▶ Directions
How many lines in the records below contain the word "leaf"? Reply with the number alone.

· · · · ·

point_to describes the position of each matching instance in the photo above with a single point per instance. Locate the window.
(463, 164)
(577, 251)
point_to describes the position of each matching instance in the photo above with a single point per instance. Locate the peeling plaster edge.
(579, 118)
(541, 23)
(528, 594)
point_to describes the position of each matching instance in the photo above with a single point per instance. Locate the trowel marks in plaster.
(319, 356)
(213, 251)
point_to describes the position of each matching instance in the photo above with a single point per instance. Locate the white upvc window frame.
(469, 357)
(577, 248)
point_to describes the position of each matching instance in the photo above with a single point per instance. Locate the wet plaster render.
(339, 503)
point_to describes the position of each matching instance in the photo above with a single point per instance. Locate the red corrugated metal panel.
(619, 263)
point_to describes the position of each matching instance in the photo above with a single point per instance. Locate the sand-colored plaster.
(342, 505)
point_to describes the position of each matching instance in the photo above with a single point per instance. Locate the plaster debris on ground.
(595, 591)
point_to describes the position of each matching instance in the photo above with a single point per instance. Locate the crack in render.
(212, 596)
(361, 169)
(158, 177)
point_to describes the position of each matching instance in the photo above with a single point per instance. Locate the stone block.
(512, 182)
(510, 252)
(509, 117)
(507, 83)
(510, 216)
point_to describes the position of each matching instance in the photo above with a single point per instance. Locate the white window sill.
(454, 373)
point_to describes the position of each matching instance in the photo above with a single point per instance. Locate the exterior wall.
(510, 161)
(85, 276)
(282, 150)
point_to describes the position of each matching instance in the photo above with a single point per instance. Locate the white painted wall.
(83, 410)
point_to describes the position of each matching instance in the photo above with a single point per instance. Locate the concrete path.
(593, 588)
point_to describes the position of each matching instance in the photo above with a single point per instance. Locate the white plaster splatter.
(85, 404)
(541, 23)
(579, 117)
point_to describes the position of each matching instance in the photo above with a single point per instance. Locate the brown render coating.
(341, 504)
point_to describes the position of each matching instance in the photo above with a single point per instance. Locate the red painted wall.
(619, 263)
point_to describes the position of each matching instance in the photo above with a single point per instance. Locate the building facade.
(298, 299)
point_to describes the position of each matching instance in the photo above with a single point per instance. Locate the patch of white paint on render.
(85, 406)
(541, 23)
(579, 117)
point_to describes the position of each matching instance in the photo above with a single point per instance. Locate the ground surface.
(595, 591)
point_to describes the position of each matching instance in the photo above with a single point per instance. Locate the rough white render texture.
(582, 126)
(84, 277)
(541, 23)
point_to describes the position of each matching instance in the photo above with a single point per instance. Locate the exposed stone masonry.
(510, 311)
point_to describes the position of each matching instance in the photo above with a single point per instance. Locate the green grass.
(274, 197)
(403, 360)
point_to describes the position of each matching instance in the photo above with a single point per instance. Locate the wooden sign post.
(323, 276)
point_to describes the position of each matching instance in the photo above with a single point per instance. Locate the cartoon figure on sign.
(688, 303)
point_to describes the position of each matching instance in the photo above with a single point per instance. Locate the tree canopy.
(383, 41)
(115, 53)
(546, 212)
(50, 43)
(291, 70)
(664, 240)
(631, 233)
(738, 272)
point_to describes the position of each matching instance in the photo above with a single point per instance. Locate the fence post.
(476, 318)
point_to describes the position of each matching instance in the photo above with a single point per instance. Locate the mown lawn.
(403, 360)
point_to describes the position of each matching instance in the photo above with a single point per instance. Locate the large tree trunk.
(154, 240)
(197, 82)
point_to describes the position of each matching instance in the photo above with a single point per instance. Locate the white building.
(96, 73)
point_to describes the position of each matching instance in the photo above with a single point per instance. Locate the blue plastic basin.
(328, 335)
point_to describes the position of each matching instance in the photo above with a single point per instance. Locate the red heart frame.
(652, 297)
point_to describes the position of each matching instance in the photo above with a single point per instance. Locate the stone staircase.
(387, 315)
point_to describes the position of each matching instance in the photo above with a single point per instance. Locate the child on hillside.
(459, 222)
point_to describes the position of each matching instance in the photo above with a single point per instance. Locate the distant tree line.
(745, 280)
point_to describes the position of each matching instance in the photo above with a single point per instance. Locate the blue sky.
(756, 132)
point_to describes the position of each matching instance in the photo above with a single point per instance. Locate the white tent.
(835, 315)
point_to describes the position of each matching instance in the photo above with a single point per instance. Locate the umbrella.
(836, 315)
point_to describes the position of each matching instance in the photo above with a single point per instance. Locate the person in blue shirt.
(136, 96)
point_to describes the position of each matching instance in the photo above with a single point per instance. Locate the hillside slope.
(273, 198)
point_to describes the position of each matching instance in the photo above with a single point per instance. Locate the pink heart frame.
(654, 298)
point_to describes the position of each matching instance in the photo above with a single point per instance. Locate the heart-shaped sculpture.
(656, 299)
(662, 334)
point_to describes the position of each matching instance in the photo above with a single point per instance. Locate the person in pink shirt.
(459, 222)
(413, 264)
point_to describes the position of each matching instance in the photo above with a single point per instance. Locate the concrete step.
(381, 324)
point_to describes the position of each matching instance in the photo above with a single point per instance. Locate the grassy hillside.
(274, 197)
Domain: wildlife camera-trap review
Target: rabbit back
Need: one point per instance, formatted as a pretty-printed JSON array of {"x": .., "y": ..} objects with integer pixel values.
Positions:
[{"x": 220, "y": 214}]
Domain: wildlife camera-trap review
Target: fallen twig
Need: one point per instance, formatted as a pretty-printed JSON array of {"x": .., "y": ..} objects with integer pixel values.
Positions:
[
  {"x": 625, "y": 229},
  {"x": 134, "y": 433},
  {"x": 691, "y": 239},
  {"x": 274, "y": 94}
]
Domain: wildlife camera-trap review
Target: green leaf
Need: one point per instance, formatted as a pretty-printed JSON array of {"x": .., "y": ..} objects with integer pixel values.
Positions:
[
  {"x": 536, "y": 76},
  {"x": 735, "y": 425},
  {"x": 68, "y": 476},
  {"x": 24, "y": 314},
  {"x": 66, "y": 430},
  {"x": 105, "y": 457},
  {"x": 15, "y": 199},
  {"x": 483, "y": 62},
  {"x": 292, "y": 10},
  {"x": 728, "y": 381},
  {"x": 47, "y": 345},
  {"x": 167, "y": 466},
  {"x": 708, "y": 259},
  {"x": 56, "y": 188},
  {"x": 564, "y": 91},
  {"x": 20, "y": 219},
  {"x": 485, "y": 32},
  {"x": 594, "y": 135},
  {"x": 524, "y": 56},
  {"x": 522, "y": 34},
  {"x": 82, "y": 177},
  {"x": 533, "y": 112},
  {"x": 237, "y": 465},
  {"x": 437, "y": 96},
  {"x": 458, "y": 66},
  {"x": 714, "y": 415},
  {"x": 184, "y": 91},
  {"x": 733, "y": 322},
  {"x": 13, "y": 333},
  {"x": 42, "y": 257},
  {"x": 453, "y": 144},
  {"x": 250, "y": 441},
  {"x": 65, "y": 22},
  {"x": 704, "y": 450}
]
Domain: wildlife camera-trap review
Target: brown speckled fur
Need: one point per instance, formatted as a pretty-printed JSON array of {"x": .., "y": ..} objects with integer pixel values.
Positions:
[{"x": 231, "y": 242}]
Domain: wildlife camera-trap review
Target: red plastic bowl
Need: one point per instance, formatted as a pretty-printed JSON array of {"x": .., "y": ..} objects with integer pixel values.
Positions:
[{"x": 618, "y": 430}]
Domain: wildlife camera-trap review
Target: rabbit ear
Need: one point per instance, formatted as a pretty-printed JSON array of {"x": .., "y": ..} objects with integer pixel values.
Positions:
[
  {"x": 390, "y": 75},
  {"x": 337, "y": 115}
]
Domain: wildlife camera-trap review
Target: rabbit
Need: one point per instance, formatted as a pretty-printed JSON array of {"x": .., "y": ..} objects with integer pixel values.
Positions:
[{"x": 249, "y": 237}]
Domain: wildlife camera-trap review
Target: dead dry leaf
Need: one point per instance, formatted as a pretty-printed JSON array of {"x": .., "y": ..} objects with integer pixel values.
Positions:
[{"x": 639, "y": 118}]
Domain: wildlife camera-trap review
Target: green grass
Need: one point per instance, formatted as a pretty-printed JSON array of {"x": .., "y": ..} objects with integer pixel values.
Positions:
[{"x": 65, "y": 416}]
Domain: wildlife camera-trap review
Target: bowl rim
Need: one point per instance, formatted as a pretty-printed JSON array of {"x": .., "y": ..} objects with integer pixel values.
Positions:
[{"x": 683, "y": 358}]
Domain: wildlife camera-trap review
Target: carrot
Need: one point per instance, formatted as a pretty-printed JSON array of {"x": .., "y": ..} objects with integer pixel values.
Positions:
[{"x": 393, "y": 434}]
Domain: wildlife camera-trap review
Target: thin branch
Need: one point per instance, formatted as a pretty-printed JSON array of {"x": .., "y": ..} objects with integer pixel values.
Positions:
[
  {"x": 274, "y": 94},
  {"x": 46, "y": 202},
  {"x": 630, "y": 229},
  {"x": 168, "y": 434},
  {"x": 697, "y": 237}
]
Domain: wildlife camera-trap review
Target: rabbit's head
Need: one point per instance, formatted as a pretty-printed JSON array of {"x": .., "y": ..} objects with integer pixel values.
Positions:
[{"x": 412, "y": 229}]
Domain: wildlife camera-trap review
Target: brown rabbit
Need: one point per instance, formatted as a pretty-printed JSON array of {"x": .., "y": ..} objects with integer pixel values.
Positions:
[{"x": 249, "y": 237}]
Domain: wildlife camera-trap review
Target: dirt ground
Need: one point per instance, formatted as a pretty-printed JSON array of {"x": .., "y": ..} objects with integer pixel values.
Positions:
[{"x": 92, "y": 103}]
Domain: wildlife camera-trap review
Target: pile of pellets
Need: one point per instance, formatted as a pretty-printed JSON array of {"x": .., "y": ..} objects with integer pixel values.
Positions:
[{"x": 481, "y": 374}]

· · · · ·

▶ Answer to the exercise
2